• What you will do:
- a) According to the free-speech comment thread, what are people who cannot control themselves?
- b) Pick up the free-speech comment thread after its final line and continue it.

• Selected extract:
They’re not afraid enough, or they would stop letting them in our countries at taxpayer expense. they are creating the crisis which they then want to use to further destroy our liberty and economic freedom.
But insulting the following is okay with him: The founders, the constitution, the 2nd Amendment, Christians, Jesus, God, white males, Sarah Palin, Palin’s children, and Conservatives.
That whole “fighting words” defense is just an attempt to justify the lack of self control some people have over their own behavior. People that are unable to control themselves are a threat to the public safety.
Mohamed was a pedophile and a savage.
What about insulting Catholics?
Insulting Christians?
Insulting Evangelicals?
Totally intercourse-consent-capable.
Insulting some dead guy who is buried in a box within a box out in the desert someplace? Our Yeshua lives, your prophet MoHAMmad is dead, Jim.
This is what I believe as well. Satan never sleeps, and I will never be silent.
Let’s us all just bury our heads in the sand.
Mabbie iffen we do—those scary Muzzies will just go away and ferget us and go somewares else and rob rape and pillage elsewhere and ferget all about us here in our ivory tower and and then WE can ferget about all the dead and beheaded folks in that there middle-east land and we won’t be bothered no more here where we are nice and safe under the soft warm sand.
Yep—that’s do.
Can anyone name a School of Journalism that ISN’T Marxist?
I can’t.
Indeed, I might decide to become violent and bomb a pornography outlet, because it offends and insults me to the point of violence.
As well, Muslims could eventually get us to cover up our women in burkas because the sight of their sexy bodies incites them to violence. There is no end to this but the double standard will stay in place as the boundaries move, I’m quite sure.
Sorry I can and will talk about people who have sex with children any way I want to.
Where in the first amendment does it say, “discretionary”?

(Natural-language object grounding rows)

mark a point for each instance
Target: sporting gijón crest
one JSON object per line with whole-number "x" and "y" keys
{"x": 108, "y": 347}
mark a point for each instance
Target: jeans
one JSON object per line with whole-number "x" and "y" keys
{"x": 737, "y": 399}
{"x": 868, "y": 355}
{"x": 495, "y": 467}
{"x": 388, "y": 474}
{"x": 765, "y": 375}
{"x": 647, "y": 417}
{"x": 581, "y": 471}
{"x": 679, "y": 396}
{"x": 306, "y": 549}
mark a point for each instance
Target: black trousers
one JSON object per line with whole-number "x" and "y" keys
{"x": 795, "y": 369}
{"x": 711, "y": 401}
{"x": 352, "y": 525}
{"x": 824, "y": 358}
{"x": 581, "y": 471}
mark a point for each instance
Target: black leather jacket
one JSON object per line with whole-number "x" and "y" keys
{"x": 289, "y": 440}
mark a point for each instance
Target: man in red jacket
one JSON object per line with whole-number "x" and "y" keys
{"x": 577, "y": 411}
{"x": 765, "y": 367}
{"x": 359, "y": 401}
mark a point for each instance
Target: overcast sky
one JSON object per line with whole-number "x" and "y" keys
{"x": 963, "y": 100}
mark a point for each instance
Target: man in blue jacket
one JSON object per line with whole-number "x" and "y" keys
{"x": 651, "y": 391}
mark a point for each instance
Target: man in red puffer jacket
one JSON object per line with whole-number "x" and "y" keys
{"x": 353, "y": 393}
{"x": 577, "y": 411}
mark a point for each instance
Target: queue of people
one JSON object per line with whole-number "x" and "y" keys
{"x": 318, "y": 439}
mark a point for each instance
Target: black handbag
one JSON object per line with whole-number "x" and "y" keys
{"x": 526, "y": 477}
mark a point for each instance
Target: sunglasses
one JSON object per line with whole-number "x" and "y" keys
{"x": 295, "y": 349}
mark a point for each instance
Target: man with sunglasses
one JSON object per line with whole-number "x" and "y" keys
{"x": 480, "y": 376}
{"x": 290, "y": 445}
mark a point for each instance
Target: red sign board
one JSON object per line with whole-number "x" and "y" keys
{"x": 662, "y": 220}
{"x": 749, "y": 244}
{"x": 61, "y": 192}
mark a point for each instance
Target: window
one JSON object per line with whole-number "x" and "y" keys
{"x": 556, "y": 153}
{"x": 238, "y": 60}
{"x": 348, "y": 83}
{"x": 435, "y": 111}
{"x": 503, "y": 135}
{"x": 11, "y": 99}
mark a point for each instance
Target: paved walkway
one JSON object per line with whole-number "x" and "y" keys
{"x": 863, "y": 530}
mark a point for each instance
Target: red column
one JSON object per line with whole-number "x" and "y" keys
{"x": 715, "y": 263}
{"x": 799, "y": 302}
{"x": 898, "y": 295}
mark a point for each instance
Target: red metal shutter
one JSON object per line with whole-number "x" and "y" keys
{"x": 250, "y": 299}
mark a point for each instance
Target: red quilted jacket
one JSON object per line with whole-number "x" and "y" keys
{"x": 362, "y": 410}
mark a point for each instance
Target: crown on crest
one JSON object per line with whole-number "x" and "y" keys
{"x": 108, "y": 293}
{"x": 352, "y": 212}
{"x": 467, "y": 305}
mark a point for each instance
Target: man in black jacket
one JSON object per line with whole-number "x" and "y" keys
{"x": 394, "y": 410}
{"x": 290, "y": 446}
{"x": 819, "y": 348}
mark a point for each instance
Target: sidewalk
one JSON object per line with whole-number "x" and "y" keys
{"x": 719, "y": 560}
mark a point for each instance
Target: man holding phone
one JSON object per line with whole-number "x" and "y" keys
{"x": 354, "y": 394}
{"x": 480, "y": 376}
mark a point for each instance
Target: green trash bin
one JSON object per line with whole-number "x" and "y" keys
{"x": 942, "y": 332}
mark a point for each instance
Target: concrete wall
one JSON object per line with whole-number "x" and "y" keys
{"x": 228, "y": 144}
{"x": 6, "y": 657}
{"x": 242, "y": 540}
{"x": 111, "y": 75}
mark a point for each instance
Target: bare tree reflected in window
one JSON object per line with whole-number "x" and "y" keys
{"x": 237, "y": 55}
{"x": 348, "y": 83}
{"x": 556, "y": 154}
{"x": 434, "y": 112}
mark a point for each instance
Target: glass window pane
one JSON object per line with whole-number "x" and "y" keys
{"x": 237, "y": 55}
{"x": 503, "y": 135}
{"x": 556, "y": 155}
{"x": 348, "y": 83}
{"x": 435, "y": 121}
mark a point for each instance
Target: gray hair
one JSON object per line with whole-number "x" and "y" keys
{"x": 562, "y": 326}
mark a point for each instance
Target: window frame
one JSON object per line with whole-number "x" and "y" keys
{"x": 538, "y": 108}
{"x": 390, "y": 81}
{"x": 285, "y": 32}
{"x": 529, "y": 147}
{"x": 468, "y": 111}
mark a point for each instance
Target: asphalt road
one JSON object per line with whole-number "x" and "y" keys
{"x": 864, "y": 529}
--
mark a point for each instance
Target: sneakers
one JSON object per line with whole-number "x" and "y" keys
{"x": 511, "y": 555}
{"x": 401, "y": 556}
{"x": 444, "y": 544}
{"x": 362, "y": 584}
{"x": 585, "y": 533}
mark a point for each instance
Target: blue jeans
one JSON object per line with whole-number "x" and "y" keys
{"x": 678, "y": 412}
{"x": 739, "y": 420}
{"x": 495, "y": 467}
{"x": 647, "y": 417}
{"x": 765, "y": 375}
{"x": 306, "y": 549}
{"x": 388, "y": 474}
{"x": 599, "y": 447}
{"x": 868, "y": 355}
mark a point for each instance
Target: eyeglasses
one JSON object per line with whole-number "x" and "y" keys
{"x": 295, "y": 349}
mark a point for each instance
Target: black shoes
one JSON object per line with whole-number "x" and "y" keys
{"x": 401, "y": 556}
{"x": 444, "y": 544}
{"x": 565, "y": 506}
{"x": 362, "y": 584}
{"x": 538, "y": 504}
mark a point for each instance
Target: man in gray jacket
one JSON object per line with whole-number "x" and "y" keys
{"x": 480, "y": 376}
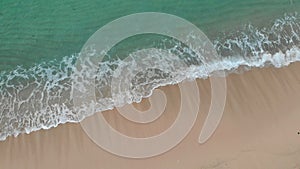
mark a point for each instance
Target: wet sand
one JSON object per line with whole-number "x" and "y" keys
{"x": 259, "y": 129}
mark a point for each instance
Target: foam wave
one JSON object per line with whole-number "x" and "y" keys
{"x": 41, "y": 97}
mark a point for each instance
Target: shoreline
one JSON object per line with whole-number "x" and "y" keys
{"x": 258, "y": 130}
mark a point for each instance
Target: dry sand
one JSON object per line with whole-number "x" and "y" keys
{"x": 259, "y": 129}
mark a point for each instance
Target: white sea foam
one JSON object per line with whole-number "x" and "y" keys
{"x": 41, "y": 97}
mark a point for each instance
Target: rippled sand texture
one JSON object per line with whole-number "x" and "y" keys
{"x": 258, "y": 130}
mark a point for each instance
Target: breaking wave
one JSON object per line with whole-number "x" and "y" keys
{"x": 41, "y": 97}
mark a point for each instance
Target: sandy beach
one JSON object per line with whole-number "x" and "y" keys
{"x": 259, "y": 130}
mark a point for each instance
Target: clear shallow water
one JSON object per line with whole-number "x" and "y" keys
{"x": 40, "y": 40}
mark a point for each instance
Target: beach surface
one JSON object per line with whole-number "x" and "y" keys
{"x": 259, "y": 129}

• Responses:
- a) A threat to public safety.

- b)
This guy is a moron. And they made him dean.
He was qualified...
I’m waiting for the editorial cartoon showing the NYT front page, saying, “Je Suis Coward”.
So lets see if I understand liberalisms two stances:
1) Speech that incites violence is not protected speech, and Muslims are much more easily incited to violence than Christians.
2) Islam, Judaism, Christianity are equivalent religions and Islam is a religion of peace.
So, which is it, liberals? You can’t have both!
No it does not. If you can not speak out about evil then you have no free speech. Journalism is nothing but propaganda at that point.
Many muslims would also react violently to satirical depictions of Osama bin Laden. Is THAT to be avoided as well?
One day the Muslims are going to become arrogant enough in western countries to demand “respect” for Muslim views on, say, homosexuality (at least per koran, if not in practice). I await with interest the left’s response. It hasn’t happened on a large, public, microphone yet, but it will, as the left continues to appease them.
Actually, the left is going to have a lot of dilemmas in the near future as their special interest identity groups become empowered, one by one, to demand their competing interests. We already see it with the working-class white vote. I’m waiting to see if that’s an anomaly of the last election, or a trend.